## What is expected:
Rewrite every line of the items below, requests included, adding -22 to each number in the answer coordinates. Leave the requests and their format samples as they are.

[Source data]

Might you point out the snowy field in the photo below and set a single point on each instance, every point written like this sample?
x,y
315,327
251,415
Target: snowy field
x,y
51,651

## Exercise result:
Might you point out the snowy field in the photo below and set a single point on each instance, every point written like this sample?
x,y
315,327
251,415
Target: snowy field
x,y
29,629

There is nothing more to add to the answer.